Page extract:
--------------------

Responding to Hearts & Hands notes**
The paragraph and note I selected from Luis Rodriguez’s Hearts and Hands is from Chapter 10 located on pages 123-124. The paragraph is:
“Private industries also gain immensely from prisons when a captive workforce becomes the most profitable game in town. According to Eric Bates, in The Nation, January 5, 1998, “The stock of the Corrections Corporation of America (CCA) is publicly traded on the New York Stock Exchange. Its performance is in the top twenty percent of stock market returns over the past ten years.” There are powerful hands directing the construction of more prisons in the United States, and at the expense of the poor people – black, brown, and white – who are the ones who end up in them.”
The note is number 18 located on pages 346-347 and discusses how privately owned correctional facilities can be poorly kept and very hazardous since the bottom line for the corporations that own them is to save money in order to maximize their profits. It also discusses Louisiana’s Tallulah Correctional Center for Youth, which was privately owned, and due to the ways costs were cut legal experts considered it one of the worst facilities in the nation. The president of the National Juvenile Detention Association, Earl Dunlap, is quoted as stating the following: “The issues of violence against offenders, lack of adequate education and mental health, of crowding and of poorly paid and poorly trained staff are the norm rather than the exception.” (Rodriguez, 2003, p. 347) The issues that Tallulah Correctional Center for Youth are plagued with don’t just affect privately owned correctional facilities and Luis Rodriguez goes on to briefly discuss that hundreds of juvenile facility investigations have occurred all over the nation.
I selected this paragraph and corresponding note because I thought it was very interesting when I first read it in the text. While I did know that there was some privatization of our correctional institutions occurring throughout the nation, I did not realize that there was Corrections Corporation of America (CCA) stock being publicly traded on the New York Stock Exchange nor did I realize the full scope of the issue. It is very alarming, especially after reading the notes section, to discover some of the negative effects of institutional privatization. Most corporations in America are generally known to cut corners to save money because profit is their bottom line and our corrections system is already far from perfect, so combining the two does not seem like a good idea to me. Rodriguez even discusses that the Tallulah Correctional Center for Youth provided unsuitable meals, improper medical treatment, and poorly paid staff beat the children at the facility.

--------------------

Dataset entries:
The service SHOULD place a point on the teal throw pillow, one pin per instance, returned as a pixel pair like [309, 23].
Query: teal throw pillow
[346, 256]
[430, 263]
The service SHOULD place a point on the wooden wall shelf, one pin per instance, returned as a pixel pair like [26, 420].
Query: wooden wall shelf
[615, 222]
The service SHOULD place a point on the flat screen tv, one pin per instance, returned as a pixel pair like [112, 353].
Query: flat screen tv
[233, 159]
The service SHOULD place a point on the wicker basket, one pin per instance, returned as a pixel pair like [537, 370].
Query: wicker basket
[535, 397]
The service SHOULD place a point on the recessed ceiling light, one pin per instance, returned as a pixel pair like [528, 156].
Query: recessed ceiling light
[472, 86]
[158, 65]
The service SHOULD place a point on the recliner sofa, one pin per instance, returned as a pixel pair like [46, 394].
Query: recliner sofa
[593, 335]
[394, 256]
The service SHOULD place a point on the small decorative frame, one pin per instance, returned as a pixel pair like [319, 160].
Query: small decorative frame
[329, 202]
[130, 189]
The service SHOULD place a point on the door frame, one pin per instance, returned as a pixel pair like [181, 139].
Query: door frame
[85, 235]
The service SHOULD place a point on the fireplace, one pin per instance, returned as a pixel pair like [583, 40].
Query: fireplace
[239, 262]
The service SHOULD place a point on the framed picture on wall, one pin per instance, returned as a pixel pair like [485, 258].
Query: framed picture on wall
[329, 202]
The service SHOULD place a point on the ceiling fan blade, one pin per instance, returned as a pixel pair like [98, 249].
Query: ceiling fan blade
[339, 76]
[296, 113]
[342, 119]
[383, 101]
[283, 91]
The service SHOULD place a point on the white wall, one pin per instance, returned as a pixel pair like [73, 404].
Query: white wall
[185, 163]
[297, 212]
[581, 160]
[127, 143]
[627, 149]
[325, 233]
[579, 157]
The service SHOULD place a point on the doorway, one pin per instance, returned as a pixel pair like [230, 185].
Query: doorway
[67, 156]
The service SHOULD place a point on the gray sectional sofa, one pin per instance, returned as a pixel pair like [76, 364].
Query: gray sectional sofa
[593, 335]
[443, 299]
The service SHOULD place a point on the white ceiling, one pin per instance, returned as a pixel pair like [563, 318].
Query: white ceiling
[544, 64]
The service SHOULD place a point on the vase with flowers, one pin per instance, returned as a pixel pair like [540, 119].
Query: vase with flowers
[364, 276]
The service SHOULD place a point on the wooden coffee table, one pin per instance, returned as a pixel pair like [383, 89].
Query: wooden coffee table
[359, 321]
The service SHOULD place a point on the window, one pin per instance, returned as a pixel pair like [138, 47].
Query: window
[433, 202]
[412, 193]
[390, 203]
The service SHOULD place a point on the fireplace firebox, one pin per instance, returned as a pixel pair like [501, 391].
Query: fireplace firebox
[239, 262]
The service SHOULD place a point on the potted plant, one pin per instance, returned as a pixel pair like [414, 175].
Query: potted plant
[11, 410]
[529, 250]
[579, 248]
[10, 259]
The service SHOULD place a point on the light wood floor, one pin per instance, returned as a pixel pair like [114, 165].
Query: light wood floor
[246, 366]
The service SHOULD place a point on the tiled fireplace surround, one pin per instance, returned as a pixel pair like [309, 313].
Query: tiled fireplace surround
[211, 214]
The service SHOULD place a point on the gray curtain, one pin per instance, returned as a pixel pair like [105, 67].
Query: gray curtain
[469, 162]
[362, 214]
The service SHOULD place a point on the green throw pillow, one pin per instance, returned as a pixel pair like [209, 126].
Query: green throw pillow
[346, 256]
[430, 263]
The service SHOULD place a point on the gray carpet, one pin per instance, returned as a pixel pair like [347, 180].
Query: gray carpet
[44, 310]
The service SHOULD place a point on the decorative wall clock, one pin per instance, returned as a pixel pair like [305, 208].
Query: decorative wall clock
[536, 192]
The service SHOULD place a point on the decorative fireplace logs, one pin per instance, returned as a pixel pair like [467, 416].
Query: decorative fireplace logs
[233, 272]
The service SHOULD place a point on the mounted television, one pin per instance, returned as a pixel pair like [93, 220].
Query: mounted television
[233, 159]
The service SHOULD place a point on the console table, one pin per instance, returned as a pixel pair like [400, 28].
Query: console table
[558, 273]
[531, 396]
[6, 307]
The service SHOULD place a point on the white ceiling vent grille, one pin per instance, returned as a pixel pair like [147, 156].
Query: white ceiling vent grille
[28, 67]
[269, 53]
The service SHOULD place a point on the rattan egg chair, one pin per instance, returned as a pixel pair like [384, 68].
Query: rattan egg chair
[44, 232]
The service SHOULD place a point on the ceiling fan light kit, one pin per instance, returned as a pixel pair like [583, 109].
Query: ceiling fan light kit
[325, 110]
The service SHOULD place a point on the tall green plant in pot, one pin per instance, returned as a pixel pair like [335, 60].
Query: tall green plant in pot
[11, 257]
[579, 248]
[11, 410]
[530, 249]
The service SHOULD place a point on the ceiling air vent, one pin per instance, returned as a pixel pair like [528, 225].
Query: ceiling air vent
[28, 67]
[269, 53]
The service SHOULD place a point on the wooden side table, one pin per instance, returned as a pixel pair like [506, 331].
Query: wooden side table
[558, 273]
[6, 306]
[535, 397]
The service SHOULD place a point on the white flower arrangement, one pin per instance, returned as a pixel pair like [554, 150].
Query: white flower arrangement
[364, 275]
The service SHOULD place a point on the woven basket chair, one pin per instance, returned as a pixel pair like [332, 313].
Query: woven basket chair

--------------------

Study questions:
(1) According to the response to Hearts and Hands, why can privately owned correctional facilities be poorly kept and hazardous? Answer in one to three sentences.
(2) Can you turn the paragraph of the Hearts and Hands response that begins "The note is number 18" into a short bulleted list of its main facts?
(3) Could you write the next paragraph of the response to Hearts and Hands, picking up after its last sentence?
The material above is separate and has nothing to do with the response to Hearts and Hands.

Results:
(1) The corporations that own these facilities are focused on saving money to maximize their profits, so they cut costs. At Louisiana's Tallulah Correctional Center for Youth, the cost-cutting was severe enough that legal experts considered it one of the worst facilities in the nation.

(2)
- Note 18 is on pages 346-347.
- Privately owned correctional facilities can be poorly kept and very hazardous because their owners' bottom line is saving money to maximize profits.
- Louisiana's Tallulah Correctional Center for Youth was privately owned, and because of its cost-cutting, legal experts considered it one of the worst facilities in the nation.
- Earl Dunlap, president of the National Juvenile Detention Association, said violence against offenders, inadequate education and mental health care, crowding, and poorly paid, poorly trained staff are "the norm rather than the exception."
- These problems are not limited to privately owned facilities, and hundreds of juvenile facility investigations have taken place across the nation.

(3)
There are many more ethical issues that arise regarding the privatization of correctional facilities. Those that make the laws can end up profiting greatly from privatization because they can invest in the CCA stock and create and pass laws to support privatization, thus causing their stock and individual profits to rise while producing a substandard and borderline inhumane corrections system. Our tax dollars end up going into private pockets instead of going into the actual corrections system to provide prisoners with the things they need such as adequate food and proper medical services. I personally don’t want my tax dollars to be spent on some rich man’s yacht and European family vacation; I want them put into programs in our facilities to help combat recidivism. Privatization in my opinion hurts more than it helps and the dangers and issues it can cause are far reaching. Chente states a sad reality in Always Running, “’I don’t know, but I can tell you this,’ Chente said. ‘The law isn’t always about truth.’” (Rodriguez, 2005, p. 192).
This is the website for the CCA if anyone is interested:
www.cca.com
These interesting statistics are taken from the corrections project website:
www.correctionsproject.com
1-in-4 Black men are in prison, on parole or probation, 10% stripped of their right to vote;
Unprecedented numbers of children are locked up, many sentenced into their adult lives;
Native Americans have the highest percentage of their population in prison;
Latinos and women are the fastest growing populations in the prison system;
New prisons are being forced upon rural communities to “revive” their economies;
70% of prisoners are locked up for crimes that did not involve violence;
Immigrants are now subject to separate laws, many disappeared and detained indefinitely;
The U.S. has the highest incarceration rate in the entire world at a cost of over $55 billion per year.